Coordinate annotation entries
===============

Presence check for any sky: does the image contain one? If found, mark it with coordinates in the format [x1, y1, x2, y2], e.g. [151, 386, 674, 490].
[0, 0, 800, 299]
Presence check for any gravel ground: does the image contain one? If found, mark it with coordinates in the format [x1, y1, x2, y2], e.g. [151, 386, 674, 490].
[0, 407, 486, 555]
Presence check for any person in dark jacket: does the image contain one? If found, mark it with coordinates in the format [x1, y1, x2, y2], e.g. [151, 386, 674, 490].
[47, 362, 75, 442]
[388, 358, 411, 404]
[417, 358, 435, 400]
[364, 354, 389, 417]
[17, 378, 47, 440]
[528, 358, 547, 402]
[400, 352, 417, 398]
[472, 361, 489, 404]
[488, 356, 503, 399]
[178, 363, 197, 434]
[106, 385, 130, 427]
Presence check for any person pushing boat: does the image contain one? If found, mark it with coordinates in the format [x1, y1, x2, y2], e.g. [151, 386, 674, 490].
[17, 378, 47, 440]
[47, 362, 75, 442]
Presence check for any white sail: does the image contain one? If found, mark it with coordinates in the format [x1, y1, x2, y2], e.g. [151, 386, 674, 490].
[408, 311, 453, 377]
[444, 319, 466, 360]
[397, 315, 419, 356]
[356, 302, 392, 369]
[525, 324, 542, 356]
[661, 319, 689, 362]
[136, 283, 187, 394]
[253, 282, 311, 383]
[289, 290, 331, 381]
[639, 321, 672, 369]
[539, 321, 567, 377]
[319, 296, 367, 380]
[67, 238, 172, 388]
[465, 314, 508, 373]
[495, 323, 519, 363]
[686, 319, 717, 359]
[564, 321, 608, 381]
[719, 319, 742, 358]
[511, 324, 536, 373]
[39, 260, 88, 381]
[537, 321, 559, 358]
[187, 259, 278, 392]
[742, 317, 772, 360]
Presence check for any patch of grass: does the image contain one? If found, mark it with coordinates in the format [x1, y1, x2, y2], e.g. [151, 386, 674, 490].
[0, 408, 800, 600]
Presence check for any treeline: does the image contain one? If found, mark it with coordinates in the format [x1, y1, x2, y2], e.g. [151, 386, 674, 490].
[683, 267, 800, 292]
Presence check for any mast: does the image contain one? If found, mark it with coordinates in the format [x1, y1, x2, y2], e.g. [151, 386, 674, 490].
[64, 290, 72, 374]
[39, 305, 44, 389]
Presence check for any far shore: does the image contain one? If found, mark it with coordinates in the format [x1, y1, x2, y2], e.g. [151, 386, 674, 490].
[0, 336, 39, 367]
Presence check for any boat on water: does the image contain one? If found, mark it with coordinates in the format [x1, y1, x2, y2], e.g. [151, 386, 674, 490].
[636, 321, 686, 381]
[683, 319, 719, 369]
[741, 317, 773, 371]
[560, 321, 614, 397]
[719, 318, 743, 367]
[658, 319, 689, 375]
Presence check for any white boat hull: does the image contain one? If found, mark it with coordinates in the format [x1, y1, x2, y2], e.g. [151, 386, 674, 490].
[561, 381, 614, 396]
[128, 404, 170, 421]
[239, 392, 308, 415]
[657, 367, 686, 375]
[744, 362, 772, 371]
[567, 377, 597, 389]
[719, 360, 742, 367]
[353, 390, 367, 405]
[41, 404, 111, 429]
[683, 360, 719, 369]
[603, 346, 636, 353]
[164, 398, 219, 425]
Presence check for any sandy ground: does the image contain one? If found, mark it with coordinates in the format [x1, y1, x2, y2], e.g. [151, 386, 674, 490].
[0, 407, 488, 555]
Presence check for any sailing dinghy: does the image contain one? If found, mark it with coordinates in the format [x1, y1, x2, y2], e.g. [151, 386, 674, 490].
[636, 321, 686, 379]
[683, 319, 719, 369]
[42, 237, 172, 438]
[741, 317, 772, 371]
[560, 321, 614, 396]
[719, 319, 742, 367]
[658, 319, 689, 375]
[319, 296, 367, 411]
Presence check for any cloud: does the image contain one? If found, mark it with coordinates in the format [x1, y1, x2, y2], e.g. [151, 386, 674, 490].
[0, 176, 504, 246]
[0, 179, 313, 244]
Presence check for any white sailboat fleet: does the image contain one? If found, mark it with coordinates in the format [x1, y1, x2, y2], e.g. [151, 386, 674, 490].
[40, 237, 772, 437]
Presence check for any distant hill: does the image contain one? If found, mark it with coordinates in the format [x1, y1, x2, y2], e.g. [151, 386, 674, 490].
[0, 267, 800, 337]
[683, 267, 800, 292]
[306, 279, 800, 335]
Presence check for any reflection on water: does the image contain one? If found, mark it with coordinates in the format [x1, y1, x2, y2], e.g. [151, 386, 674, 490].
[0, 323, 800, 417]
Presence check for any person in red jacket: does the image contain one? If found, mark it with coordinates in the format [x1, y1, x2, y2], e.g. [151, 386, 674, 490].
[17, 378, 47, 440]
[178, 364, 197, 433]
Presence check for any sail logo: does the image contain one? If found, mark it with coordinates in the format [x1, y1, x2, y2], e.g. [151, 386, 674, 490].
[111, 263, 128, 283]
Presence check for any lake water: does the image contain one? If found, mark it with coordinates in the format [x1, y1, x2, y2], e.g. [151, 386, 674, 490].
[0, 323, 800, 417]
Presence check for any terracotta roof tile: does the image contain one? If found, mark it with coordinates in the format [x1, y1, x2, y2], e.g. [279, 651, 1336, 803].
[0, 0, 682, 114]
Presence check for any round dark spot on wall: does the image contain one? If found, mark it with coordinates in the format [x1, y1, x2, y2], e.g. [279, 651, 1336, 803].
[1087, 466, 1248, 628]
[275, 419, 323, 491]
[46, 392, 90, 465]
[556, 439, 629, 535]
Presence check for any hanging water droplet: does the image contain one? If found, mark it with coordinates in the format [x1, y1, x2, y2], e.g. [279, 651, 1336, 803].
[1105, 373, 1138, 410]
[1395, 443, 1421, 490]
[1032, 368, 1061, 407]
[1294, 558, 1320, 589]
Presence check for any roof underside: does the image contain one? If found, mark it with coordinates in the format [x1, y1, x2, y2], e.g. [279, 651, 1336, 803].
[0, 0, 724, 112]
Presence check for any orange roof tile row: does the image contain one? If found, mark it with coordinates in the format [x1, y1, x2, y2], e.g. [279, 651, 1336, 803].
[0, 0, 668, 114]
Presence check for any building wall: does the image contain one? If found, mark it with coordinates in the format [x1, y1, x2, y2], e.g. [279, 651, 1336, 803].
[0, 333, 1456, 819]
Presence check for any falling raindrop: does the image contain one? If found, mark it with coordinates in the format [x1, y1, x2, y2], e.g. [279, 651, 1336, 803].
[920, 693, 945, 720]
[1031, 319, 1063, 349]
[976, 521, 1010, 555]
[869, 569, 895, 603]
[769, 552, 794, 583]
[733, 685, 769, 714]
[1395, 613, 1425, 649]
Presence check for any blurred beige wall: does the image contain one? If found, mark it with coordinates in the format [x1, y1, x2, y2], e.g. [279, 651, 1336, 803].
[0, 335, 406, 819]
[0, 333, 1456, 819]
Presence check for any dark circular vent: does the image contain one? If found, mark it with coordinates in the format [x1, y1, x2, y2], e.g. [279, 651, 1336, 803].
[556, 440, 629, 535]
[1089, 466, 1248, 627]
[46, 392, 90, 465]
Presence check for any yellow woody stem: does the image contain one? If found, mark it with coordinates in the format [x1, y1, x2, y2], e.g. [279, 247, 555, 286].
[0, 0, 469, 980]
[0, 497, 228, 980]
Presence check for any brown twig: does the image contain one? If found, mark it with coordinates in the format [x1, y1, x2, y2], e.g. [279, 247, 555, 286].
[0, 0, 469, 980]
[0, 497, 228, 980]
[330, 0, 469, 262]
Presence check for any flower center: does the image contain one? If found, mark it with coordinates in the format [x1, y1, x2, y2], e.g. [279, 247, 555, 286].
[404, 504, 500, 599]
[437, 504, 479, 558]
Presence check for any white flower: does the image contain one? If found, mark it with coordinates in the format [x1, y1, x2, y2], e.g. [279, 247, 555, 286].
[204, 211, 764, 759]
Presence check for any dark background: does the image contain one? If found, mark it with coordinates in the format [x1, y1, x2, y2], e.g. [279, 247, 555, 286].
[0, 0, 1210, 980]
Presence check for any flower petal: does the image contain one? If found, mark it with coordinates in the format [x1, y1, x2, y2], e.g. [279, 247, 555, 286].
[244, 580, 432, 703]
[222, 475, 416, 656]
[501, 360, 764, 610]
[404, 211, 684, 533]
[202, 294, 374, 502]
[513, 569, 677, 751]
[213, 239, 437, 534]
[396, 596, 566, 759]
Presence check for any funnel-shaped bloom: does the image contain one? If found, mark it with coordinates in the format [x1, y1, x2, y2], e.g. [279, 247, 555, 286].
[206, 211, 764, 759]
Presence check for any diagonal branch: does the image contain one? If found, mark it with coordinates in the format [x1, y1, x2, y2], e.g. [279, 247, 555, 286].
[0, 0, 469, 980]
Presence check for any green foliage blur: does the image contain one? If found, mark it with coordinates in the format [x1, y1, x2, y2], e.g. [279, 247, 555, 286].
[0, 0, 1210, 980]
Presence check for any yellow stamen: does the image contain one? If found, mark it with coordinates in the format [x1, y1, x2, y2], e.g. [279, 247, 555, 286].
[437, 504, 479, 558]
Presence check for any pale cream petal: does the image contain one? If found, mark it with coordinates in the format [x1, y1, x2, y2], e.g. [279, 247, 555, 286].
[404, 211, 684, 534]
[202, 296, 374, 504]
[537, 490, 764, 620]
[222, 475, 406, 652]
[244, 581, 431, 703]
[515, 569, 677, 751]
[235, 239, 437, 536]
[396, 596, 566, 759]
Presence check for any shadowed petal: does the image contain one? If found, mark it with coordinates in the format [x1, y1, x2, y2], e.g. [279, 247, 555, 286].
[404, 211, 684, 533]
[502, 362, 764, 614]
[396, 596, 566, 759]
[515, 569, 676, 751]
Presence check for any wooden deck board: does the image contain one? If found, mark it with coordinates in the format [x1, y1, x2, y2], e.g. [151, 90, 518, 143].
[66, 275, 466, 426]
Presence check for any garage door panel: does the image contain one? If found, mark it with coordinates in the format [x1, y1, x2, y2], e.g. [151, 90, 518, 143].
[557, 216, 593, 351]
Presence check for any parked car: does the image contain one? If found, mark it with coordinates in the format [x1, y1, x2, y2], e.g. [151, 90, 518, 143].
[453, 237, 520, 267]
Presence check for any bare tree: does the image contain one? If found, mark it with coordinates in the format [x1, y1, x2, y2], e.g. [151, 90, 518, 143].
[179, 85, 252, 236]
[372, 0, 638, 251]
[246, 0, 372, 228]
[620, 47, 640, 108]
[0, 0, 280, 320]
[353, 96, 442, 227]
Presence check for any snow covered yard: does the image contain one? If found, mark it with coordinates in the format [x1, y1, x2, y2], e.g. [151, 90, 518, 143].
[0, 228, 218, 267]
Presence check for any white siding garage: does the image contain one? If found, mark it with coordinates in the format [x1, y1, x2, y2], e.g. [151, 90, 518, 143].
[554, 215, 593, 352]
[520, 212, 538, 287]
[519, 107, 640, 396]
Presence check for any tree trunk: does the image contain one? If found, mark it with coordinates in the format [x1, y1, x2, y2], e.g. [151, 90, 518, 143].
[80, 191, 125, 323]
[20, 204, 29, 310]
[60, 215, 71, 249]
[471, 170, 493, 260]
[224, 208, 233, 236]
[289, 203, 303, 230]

===============

Problem statement »
Render the lines above, starting at the line containing "Presence check for any reflection" and ending at the line containing "[0, 0, 682, 114]", as a Markdown table with the columns Nr and Line, omitting blank lines.

Solution below »
| Nr | Line |
|---|---|
| 1 | Presence check for any reflection on water: does the image contain one? If found, mark it with coordinates in the format [x1, y1, x2, y2], e.g. [151, 386, 674, 490]. |
| 2 | [0, 323, 800, 417] |
| 3 | Presence check for any person in red jacket: does the image contain one? If found, mark it with coordinates in the format [x1, y1, x2, y2], e.g. [151, 386, 674, 490]. |
| 4 | [17, 378, 47, 440] |
| 5 | [178, 364, 197, 433] |
| 6 | Presence check for any sail logo: does the image contain one? If found, mark it with coordinates in the format [x1, y1, x2, y2], e.g. [151, 386, 674, 490]. |
| 7 | [111, 263, 128, 283] |
| 8 | Presence check for any lake water: does the image contain one? If found, mark it with coordinates in the format [x1, y1, x2, y2], e.g. [151, 386, 674, 490]. |
| 9 | [0, 323, 800, 417] |
| 10 | Presence check for any terracotta roof tile: does the image contain one? If found, mark it with coordinates in the format [x1, y1, x2, y2], e.g. [279, 651, 1336, 803]. |
| 11 | [0, 0, 682, 114] |